* start Given information *

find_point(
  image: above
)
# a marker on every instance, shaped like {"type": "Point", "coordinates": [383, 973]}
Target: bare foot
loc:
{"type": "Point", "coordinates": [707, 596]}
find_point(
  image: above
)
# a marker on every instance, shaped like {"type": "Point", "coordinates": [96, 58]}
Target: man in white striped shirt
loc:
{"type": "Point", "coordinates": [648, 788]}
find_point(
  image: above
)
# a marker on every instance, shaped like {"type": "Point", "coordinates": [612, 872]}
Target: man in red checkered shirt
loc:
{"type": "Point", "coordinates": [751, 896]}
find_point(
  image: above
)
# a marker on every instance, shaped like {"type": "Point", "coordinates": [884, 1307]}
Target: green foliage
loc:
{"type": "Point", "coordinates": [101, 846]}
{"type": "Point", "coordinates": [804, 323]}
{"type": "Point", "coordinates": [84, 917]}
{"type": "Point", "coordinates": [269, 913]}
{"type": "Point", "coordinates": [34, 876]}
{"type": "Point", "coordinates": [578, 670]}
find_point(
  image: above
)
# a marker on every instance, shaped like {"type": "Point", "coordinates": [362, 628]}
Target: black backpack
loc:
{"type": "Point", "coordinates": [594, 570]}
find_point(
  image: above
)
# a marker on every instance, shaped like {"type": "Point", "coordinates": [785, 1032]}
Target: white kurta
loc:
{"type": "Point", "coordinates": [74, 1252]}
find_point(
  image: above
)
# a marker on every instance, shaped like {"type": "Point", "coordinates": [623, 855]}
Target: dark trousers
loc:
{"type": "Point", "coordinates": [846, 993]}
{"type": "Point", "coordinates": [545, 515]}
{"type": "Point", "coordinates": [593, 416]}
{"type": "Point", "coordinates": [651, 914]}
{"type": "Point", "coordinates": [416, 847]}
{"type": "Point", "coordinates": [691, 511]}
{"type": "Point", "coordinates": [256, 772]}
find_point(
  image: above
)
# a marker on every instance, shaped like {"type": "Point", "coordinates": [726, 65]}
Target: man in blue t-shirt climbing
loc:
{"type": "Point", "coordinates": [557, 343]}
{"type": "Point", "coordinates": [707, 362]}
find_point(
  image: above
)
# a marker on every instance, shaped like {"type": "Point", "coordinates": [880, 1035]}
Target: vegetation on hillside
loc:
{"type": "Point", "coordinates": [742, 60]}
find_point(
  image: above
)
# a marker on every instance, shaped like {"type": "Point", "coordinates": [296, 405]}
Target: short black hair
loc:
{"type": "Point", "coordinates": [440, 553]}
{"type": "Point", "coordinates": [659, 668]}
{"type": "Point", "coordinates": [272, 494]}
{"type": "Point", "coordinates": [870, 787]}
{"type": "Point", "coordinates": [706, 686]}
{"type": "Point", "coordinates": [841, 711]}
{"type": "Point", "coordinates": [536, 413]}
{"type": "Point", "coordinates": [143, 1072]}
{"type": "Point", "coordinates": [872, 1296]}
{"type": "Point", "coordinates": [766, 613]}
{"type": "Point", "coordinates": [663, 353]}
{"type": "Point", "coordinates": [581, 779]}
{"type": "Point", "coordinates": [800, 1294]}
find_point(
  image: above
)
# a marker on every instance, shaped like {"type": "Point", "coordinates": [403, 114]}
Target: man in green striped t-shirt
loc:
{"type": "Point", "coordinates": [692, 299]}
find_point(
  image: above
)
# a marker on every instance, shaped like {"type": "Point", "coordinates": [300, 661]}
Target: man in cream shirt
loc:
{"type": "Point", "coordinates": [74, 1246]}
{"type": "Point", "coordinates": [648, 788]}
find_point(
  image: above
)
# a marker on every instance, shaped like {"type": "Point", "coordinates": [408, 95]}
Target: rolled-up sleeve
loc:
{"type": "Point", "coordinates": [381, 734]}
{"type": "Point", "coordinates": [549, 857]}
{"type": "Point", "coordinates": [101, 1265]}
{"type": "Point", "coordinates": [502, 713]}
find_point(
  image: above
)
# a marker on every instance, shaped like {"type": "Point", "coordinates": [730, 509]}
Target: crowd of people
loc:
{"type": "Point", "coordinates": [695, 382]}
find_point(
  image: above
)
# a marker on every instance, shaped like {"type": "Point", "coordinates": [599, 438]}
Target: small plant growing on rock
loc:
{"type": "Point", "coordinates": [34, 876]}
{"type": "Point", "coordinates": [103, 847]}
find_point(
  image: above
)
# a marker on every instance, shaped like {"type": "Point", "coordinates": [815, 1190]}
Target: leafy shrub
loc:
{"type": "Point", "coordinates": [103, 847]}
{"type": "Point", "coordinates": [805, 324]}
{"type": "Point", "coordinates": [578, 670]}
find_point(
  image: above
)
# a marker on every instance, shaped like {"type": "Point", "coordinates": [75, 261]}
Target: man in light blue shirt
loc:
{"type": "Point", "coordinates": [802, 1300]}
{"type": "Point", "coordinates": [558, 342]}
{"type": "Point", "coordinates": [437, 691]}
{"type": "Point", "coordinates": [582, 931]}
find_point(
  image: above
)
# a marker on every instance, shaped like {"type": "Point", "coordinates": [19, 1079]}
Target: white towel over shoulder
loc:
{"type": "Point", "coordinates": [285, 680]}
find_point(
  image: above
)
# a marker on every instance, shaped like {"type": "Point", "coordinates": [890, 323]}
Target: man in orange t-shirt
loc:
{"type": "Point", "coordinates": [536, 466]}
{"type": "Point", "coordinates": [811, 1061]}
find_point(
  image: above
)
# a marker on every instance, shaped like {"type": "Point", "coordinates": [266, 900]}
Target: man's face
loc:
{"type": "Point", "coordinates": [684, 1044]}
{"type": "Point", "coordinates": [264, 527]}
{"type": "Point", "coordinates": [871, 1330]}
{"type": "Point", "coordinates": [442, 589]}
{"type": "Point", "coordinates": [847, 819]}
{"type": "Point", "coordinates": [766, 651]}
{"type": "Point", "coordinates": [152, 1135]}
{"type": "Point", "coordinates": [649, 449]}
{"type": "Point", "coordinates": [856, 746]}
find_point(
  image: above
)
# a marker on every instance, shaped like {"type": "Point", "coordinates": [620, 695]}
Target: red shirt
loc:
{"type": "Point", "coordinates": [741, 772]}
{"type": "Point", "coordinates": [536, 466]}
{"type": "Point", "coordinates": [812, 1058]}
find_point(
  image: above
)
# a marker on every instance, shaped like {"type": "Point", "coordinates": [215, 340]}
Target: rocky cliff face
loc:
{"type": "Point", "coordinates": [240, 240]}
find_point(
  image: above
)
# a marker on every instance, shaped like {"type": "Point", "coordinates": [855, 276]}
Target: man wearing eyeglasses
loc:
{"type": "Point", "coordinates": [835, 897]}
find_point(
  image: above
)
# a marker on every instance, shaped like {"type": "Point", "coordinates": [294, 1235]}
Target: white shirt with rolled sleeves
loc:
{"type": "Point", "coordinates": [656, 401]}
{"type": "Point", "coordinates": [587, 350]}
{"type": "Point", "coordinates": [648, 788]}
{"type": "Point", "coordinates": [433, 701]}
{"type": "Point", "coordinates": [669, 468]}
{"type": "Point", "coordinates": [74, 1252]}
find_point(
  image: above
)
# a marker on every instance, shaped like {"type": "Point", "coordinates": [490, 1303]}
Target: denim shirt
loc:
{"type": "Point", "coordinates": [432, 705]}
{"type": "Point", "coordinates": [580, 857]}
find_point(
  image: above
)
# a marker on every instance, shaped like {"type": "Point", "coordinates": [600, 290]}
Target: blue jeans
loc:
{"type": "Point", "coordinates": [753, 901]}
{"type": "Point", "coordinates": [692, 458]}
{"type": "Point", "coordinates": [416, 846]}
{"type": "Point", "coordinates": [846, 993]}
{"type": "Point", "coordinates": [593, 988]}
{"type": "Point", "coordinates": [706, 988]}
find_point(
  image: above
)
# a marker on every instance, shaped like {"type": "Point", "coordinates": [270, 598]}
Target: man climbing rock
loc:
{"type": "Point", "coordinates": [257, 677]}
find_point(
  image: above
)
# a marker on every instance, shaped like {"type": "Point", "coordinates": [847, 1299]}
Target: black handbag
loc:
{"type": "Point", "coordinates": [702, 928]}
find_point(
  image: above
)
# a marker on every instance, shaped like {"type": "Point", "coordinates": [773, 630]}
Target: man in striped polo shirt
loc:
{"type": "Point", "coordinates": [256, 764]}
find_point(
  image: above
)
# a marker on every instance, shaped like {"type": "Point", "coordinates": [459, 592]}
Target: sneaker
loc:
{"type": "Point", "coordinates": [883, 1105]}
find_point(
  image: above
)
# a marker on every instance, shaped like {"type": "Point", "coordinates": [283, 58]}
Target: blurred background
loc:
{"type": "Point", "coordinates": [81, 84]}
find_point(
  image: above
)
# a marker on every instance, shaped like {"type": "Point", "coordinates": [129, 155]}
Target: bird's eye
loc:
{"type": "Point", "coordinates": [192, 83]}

* end Given information *

Problem details => Please count the lines in the records above that contain the string "climbing" with matching case, and reply with only the number.

Final answer => 2